> [Given text]
>> Begin

# The embarrassing theme song you wrote for your pet



## Chew Toy McCoy

If you have a pet and you love your pet then you wrote them a theme song which you frequently sing to them.  If you didn't then you either don't love your pet or you are a liar.

I will not be posting an audio recording but will share that mine involves the use of the words Butters, baby, and lizard sung to the theme from The A Team.  I don't even like The A Team so I don't know why it's stuck in my head, but it does have a sense of adventure.


----------



## Pumbaa

Complete lyrics now please! I want them yesterday!


----------



## Chew Toy McCoy

Pumbaa said:


> Complete lyrics now please! I want them yesterday!




lyrically it’s more of a free form jazz number, spontaneous and never the same twice.


----------



## Chew Toy McCoy

So I started singing Rick James' Super Freak to Butters but I change "freak" to "skink".  Super skink!  Super skink!  She's super skinky!

>> End

> [Written instruction a]
Return the lines of the entries that start at the line containing "Where can the track" and end with the line containing "<point>200,331</point>", both included, unchanged.

[Point placement entries]
>> Begin

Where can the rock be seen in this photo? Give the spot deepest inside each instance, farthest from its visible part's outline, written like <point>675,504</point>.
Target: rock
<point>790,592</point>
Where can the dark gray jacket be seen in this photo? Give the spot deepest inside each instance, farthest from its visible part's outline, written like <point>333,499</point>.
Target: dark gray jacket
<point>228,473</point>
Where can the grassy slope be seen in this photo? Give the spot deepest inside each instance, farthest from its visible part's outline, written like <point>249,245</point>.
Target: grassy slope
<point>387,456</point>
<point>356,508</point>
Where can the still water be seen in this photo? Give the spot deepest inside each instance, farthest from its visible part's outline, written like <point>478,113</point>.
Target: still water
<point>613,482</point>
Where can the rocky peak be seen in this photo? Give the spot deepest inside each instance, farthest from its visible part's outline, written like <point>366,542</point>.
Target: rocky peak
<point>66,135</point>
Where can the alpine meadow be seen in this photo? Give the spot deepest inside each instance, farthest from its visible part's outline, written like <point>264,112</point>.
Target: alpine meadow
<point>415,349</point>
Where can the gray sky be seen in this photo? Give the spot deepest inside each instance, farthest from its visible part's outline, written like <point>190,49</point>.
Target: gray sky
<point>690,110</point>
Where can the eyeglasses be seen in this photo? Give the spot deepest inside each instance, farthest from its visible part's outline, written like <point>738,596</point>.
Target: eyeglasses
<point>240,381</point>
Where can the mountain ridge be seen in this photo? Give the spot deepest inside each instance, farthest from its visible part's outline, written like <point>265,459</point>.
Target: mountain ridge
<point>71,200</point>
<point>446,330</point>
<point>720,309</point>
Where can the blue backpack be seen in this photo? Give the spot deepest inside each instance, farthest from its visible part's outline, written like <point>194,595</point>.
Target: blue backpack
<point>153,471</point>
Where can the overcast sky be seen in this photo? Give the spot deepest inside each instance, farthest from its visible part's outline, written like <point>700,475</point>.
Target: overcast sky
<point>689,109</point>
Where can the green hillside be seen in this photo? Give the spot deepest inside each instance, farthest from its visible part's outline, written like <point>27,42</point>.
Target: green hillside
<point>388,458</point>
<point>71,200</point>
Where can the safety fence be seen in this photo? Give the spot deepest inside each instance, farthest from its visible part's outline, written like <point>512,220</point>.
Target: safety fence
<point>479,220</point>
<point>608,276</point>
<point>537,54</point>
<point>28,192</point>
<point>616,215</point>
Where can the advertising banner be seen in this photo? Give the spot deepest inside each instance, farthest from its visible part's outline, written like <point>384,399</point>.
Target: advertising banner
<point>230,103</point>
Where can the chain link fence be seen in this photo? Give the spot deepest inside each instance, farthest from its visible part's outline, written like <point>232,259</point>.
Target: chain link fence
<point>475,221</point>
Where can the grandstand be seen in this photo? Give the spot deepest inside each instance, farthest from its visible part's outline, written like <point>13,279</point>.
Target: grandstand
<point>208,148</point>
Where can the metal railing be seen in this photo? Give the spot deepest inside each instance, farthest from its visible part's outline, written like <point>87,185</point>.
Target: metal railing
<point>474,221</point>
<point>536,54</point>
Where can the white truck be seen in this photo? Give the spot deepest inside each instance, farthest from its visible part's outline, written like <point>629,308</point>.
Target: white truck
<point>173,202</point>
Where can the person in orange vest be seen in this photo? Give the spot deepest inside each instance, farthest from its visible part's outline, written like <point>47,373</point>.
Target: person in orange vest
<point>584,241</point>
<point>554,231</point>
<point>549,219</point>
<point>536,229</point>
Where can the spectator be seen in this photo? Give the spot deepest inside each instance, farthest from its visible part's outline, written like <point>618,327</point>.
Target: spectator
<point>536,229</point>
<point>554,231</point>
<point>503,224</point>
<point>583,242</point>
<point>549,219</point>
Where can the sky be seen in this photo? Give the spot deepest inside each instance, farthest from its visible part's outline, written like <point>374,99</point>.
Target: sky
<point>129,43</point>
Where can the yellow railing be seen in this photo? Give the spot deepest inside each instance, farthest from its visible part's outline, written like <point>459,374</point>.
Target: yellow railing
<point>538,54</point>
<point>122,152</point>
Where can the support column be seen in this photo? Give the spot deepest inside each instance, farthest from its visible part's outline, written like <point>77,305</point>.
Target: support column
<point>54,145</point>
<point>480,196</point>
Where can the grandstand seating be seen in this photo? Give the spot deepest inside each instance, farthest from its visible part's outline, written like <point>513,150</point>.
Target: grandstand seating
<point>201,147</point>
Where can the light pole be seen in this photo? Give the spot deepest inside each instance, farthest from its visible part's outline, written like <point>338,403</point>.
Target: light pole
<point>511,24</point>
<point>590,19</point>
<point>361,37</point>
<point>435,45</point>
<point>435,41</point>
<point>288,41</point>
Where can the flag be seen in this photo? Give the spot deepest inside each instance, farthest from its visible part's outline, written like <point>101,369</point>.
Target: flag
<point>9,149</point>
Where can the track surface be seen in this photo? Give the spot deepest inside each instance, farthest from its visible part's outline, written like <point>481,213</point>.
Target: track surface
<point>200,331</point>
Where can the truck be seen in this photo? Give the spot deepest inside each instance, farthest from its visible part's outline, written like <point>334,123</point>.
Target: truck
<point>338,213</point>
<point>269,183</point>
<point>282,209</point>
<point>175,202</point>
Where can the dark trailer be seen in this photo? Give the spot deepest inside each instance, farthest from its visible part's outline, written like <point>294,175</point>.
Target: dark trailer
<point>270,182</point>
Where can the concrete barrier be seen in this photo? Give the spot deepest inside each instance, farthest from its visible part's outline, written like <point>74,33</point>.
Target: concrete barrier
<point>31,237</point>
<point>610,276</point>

>> End

> [Written instruction b]
In the forum thread, to what theme is the song about Butters sung?

> [Correct output a]
Where can the track surface be seen in this photo? Give the spot deepest inside each instance, farthest from its visible part's outline, written like <point>481,213</point>.
Target: track surface
<point>200,331</point>

> [Correct output b]
The theme from The A Team.